*** GIVEN DATA
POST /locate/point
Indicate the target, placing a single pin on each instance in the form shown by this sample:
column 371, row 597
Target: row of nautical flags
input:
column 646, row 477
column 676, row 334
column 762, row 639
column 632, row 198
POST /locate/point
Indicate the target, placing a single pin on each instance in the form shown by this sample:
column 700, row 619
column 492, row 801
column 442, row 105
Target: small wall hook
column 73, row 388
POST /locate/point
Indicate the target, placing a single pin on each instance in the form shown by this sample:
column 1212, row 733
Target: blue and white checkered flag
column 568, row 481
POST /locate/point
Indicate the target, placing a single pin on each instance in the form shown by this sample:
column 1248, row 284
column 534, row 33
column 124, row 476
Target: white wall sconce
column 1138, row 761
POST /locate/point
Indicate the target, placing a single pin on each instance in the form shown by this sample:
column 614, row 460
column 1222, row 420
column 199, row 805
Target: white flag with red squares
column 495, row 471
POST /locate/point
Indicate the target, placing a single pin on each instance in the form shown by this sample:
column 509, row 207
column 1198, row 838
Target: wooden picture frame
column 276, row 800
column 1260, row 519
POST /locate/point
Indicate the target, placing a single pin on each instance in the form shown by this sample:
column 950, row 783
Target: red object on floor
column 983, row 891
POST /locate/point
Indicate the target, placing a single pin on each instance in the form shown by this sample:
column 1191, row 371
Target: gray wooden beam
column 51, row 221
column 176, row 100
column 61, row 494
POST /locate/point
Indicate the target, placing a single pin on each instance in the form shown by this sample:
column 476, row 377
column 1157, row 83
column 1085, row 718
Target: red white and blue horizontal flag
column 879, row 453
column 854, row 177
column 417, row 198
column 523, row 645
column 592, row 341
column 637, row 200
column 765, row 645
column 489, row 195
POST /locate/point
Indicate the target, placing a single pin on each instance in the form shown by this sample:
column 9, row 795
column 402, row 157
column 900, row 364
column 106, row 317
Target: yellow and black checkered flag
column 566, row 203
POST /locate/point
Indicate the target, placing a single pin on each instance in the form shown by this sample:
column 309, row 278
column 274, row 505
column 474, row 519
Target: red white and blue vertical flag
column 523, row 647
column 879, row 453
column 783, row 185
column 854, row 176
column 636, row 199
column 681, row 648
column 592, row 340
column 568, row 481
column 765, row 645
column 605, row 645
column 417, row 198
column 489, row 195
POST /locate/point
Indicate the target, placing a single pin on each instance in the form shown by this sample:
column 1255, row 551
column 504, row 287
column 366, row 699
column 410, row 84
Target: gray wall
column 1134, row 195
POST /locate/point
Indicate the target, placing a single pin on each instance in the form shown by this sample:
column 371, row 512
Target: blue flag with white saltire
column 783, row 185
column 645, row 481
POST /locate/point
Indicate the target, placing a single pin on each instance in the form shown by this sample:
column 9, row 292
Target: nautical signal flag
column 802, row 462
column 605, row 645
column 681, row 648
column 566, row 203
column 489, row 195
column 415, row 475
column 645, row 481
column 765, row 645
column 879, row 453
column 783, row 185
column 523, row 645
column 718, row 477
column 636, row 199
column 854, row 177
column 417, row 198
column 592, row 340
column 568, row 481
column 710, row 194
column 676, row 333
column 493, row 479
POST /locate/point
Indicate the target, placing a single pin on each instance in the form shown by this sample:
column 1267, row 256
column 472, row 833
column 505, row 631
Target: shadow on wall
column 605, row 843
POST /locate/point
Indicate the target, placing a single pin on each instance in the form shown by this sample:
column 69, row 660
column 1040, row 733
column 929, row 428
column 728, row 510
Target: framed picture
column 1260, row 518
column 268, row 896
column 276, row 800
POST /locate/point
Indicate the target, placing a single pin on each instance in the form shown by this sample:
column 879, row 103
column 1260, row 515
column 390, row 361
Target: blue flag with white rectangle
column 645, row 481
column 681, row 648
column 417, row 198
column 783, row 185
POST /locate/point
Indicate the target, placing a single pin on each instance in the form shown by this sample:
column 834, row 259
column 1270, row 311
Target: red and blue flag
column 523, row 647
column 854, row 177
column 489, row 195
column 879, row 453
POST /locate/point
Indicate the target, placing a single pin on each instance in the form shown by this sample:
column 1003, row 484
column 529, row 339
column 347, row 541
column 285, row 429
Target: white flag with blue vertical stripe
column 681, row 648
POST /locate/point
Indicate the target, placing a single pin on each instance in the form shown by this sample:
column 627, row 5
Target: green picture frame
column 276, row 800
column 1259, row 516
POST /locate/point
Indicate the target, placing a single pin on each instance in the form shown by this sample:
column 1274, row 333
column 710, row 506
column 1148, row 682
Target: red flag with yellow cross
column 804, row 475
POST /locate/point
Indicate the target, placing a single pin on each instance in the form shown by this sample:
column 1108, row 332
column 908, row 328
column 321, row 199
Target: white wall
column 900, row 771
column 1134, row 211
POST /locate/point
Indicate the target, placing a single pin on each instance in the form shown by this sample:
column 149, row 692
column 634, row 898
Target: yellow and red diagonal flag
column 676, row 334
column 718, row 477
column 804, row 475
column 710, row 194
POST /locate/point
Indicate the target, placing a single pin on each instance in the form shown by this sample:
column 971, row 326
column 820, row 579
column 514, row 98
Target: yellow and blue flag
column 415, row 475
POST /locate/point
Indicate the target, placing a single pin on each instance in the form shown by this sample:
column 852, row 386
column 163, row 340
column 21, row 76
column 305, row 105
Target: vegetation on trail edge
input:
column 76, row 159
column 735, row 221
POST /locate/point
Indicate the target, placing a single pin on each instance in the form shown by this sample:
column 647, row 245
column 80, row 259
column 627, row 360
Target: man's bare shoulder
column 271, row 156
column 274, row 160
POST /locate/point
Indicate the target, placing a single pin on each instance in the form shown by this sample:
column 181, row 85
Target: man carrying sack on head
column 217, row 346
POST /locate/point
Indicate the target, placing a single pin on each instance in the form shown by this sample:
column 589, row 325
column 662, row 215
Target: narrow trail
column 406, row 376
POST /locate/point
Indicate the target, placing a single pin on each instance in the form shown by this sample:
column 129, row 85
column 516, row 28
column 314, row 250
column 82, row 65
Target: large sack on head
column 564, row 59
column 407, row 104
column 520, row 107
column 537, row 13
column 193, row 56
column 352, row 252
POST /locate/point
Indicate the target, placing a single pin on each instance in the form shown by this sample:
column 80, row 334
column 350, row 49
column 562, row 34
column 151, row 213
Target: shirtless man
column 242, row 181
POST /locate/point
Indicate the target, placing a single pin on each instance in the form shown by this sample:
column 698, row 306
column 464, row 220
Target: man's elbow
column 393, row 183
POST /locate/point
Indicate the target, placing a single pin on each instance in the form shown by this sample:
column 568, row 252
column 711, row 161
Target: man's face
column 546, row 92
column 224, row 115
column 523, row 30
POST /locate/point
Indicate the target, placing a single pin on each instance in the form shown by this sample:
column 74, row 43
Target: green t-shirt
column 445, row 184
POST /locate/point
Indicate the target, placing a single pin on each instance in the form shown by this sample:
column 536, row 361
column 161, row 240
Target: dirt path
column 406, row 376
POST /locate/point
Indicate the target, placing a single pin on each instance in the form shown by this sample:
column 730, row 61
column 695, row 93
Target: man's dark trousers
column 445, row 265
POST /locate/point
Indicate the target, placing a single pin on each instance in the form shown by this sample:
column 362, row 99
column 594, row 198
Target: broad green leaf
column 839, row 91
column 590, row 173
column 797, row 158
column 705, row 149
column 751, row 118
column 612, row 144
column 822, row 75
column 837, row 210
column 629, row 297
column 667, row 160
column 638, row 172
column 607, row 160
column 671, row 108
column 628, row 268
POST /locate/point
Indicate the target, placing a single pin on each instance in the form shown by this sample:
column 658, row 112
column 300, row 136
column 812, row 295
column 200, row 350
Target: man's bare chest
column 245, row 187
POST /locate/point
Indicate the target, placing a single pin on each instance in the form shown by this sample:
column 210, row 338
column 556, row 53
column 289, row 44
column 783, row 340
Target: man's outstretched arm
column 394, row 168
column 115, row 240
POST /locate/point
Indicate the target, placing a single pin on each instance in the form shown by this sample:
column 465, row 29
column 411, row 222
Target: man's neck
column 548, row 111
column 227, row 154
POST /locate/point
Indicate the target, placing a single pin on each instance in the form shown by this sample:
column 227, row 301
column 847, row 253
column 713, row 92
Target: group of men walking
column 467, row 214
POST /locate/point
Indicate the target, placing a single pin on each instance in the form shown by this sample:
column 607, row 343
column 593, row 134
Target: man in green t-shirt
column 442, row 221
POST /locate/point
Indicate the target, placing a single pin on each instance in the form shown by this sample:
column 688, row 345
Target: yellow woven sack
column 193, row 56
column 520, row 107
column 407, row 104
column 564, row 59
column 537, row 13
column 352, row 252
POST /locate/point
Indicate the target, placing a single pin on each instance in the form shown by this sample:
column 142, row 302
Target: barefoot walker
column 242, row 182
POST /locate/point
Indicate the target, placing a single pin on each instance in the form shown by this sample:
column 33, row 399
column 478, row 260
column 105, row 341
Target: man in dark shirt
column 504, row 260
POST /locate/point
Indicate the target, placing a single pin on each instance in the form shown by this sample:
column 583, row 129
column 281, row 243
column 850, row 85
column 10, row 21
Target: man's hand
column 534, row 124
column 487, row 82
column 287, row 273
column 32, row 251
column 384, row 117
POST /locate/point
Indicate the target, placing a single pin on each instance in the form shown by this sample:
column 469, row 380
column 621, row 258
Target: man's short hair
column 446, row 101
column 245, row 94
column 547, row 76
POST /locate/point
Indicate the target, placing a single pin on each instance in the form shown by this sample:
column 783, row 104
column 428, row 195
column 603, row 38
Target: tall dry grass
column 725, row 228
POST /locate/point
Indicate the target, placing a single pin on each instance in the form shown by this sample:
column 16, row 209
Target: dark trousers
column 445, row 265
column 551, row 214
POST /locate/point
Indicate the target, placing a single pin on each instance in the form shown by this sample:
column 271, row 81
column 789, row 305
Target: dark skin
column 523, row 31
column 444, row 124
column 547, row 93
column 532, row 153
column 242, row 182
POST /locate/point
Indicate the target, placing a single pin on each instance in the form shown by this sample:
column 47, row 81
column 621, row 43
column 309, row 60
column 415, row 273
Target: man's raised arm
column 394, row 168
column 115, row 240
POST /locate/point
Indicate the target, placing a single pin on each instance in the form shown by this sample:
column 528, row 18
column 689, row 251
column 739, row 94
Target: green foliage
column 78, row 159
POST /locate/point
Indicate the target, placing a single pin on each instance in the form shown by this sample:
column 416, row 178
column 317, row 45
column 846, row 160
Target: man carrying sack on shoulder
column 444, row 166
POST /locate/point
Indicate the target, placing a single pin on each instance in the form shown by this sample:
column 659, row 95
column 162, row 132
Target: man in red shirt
******
[REQUIRED WORK]
Format the records above as a Markdown table with the columns "No." and "Line". Start from the first line of the records, continue through the line that contains "column 73, row 388", and leave out any blank lines.

[REPLY]
| No. | Line |
|---|---|
| 1 | POST /locate/point |
| 2 | Indicate the target, placing a single pin on each instance in the form shown by this sample: |
| 3 | column 371, row 597 |
| 4 | Target: row of nautical flags |
| 5 | input: |
| 6 | column 646, row 477 |
| 7 | column 676, row 334 |
| 8 | column 762, row 639 |
| 9 | column 632, row 198 |
| 10 | POST /locate/point |
| 11 | Indicate the target, placing a single pin on each instance in the form shown by this sample: |
| 12 | column 700, row 619 |
| 13 | column 492, row 801 |
| 14 | column 442, row 105 |
| 15 | Target: small wall hook |
| 16 | column 73, row 388 |